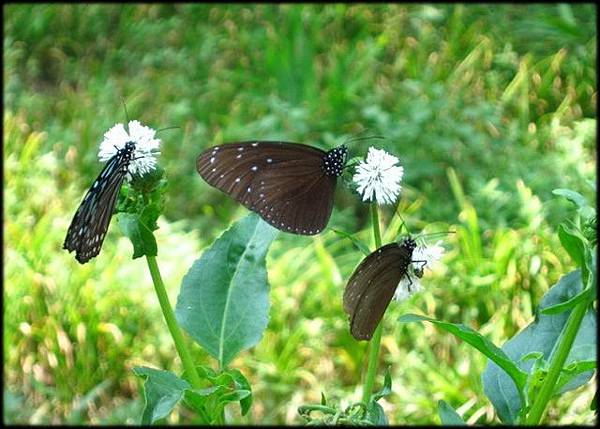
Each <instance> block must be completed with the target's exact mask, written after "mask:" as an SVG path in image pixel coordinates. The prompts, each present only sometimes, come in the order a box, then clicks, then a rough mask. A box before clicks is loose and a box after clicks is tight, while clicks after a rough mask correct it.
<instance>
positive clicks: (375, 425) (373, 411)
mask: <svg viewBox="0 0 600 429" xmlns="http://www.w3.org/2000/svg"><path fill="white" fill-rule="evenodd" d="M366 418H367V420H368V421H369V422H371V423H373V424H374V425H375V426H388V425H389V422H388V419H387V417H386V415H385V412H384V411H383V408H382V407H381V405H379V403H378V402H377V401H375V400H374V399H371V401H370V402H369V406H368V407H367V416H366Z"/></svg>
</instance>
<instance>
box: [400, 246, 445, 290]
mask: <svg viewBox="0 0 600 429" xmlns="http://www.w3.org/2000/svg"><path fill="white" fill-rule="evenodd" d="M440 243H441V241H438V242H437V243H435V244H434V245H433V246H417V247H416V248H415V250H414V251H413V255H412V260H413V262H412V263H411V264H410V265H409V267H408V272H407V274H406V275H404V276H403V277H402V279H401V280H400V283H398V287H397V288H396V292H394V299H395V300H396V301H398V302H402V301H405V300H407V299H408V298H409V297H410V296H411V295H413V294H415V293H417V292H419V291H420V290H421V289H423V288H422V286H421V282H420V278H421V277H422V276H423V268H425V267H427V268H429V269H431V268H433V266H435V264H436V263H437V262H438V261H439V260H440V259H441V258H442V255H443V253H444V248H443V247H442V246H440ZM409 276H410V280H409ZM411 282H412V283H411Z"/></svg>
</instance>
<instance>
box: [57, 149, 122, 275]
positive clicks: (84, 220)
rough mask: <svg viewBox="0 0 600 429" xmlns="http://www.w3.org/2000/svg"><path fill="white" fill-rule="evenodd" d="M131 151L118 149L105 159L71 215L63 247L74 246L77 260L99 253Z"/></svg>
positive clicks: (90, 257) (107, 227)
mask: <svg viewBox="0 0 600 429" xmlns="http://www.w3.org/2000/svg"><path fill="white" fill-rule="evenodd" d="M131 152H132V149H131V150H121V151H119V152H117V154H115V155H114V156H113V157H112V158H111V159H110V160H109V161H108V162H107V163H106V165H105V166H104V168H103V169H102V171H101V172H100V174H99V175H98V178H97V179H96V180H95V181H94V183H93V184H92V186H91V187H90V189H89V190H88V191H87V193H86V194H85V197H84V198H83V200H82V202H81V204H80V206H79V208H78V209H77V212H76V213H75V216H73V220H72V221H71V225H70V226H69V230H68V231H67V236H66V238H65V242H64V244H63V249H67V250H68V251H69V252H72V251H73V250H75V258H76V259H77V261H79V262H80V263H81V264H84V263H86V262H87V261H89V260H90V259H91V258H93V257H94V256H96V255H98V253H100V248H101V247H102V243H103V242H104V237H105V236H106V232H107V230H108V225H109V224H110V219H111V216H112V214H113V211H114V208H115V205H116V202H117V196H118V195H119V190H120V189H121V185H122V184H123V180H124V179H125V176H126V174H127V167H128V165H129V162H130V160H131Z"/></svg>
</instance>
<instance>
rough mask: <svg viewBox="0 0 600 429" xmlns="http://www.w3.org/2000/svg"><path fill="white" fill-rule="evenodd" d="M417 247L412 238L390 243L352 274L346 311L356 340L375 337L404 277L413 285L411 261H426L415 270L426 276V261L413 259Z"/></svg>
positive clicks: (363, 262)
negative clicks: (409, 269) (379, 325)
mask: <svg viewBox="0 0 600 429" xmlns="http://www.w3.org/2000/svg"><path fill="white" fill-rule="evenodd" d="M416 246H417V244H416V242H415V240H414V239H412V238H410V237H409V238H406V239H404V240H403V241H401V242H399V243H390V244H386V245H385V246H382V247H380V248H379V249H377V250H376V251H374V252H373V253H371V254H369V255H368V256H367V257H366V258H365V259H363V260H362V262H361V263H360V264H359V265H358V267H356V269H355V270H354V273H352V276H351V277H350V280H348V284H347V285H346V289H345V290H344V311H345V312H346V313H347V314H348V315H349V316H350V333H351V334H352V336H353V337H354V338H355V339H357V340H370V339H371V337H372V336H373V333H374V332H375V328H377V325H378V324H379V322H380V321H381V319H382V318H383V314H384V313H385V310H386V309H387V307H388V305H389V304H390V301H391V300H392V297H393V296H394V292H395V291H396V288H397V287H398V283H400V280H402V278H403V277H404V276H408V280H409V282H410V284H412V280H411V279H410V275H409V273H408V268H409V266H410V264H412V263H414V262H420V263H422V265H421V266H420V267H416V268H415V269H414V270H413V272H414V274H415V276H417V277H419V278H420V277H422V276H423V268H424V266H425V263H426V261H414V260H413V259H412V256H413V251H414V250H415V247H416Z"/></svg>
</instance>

= = = =

**What needs to be done:** Recast the data above as a Markdown table with the columns Row and Line, putting each non-blank line in its own row with its running number. Leave the picture out of the table.

**Reply:**
| Row | Line |
|---|---|
| 1 | Each <instance> block must be completed with the target's exact mask, written after "mask:" as an SVG path in image pixel coordinates. The prompts, each present only sometimes, come in the order a box, then clicks, then a rough mask. A box before clicks is loose and a box after clicks is tight, while clicks after a rough mask correct it. |
| 2 | <instance> |
| 3 | positive clicks: (375, 425) (373, 411) |
| 4 | mask: <svg viewBox="0 0 600 429" xmlns="http://www.w3.org/2000/svg"><path fill="white" fill-rule="evenodd" d="M366 418H367V420H368V421H369V422H371V423H373V424H374V425H375V426H388V425H389V422H388V419H387V417H386V415H385V412H384V411H383V408H382V407H381V405H379V403H378V402H377V401H375V400H374V399H371V401H370V402H369V406H368V407H367V416H366Z"/></svg> |
| 5 | </instance> |
| 6 | <instance> |
| 7 | box: [400, 246, 445, 290] |
| 8 | mask: <svg viewBox="0 0 600 429" xmlns="http://www.w3.org/2000/svg"><path fill="white" fill-rule="evenodd" d="M440 243H441V241H438V242H437V243H435V244H434V245H433V246H417V247H416V248H415V250H414V251H413V255H412V260H413V262H412V263H411V264H410V265H409V267H408V272H407V274H406V275H404V276H403V277H402V279H401V280H400V283H398V287H397V288H396V292H394V299H395V300H396V301H398V302H402V301H405V300H407V299H408V298H409V297H410V296H411V295H413V294H415V293H417V292H419V291H420V290H421V289H423V288H422V286H421V282H420V278H421V277H422V276H423V268H425V267H427V268H429V269H431V268H433V266H435V264H436V263H437V262H438V261H439V260H440V259H441V258H442V255H443V253H444V248H443V247H442V246H440ZM409 276H410V280H409ZM411 282H412V283H411Z"/></svg> |
| 9 | </instance> |
| 10 | <instance> |
| 11 | box: [57, 149, 122, 275] |
| 12 | positive clicks: (84, 220) |
| 13 | rough mask: <svg viewBox="0 0 600 429" xmlns="http://www.w3.org/2000/svg"><path fill="white" fill-rule="evenodd" d="M131 151L118 149L105 159L71 215L63 247L74 246L77 260L99 253Z"/></svg> |
| 14 | positive clicks: (90, 257) (107, 227) |
| 15 | mask: <svg viewBox="0 0 600 429" xmlns="http://www.w3.org/2000/svg"><path fill="white" fill-rule="evenodd" d="M131 152H132V149H131V150H121V151H119V152H117V154H115V155H114V156H113V157H112V158H111V159H110V160H109V161H108V162H107V163H106V165H105V166H104V168H103V169H102V171H101V172H100V174H99V175H98V178H97V179H96V180H95V181H94V183H93V184H92V186H91V187H90V189H89V190H88V191H87V193H86V194H85V197H84V198H83V200H82V202H81V204H80V206H79V208H78V209H77V212H76V213H75V216H73V220H72V221H71V225H70V226H69V230H68V231H67V236H66V238H65V242H64V244H63V249H67V250H68V251H69V252H72V251H73V250H75V258H76V259H77V261H79V262H80V263H81V264H84V263H86V262H87V261H89V260H90V259H91V258H93V257H94V256H96V255H98V253H100V248H101V247H102V243H103V242H104V237H105V236H106V232H107V230H108V225H109V224H110V219H111V216H112V214H113V211H114V208H115V205H116V202H117V196H118V195H119V190H120V189H121V185H122V184H123V180H124V179H125V176H126V174H127V167H128V165H129V162H130V160H131Z"/></svg> |
| 16 | </instance> |
| 17 | <instance> |
| 18 | rough mask: <svg viewBox="0 0 600 429" xmlns="http://www.w3.org/2000/svg"><path fill="white" fill-rule="evenodd" d="M417 247L412 238L390 243L352 274L346 311L356 340L375 337L404 277L413 285L411 261H426L415 270L426 276V261L413 259Z"/></svg> |
| 19 | positive clicks: (363, 262) |
| 20 | negative clicks: (409, 269) (379, 325) |
| 21 | mask: <svg viewBox="0 0 600 429" xmlns="http://www.w3.org/2000/svg"><path fill="white" fill-rule="evenodd" d="M416 246H417V244H416V242H415V240H414V239H412V238H410V237H409V238H406V239H404V240H403V241H401V242H399V243H390V244H386V245H385V246H382V247H380V248H379V249H377V250H376V251H374V252H373V253H371V254H369V255H368V256H367V257H366V258H365V259H363V260H362V262H361V263H360V264H359V265H358V267H356V269H355V270H354V273H352V276H351V277H350V280H348V284H347V285H346V289H345V290H344V311H345V312H346V313H347V314H348V315H349V316H350V333H351V334H352V336H353V337H354V338H355V339H357V340H370V339H371V337H372V336H373V333H374V332H375V328H377V325H378V324H379V322H380V321H381V319H382V318H383V314H384V313H385V310H386V309H387V307H388V305H389V304H390V301H391V300H392V297H393V296H394V292H395V291H396V288H397V287H398V283H400V280H402V278H403V277H404V276H408V280H409V282H410V284H412V280H411V279H410V275H409V273H408V268H409V266H410V264H412V263H414V262H420V263H422V265H421V266H420V267H416V268H415V269H414V270H413V272H414V274H415V276H417V277H419V278H420V277H422V276H423V268H424V266H425V263H426V261H414V260H413V259H412V256H413V251H414V250H415V247H416Z"/></svg> |
| 22 | </instance> |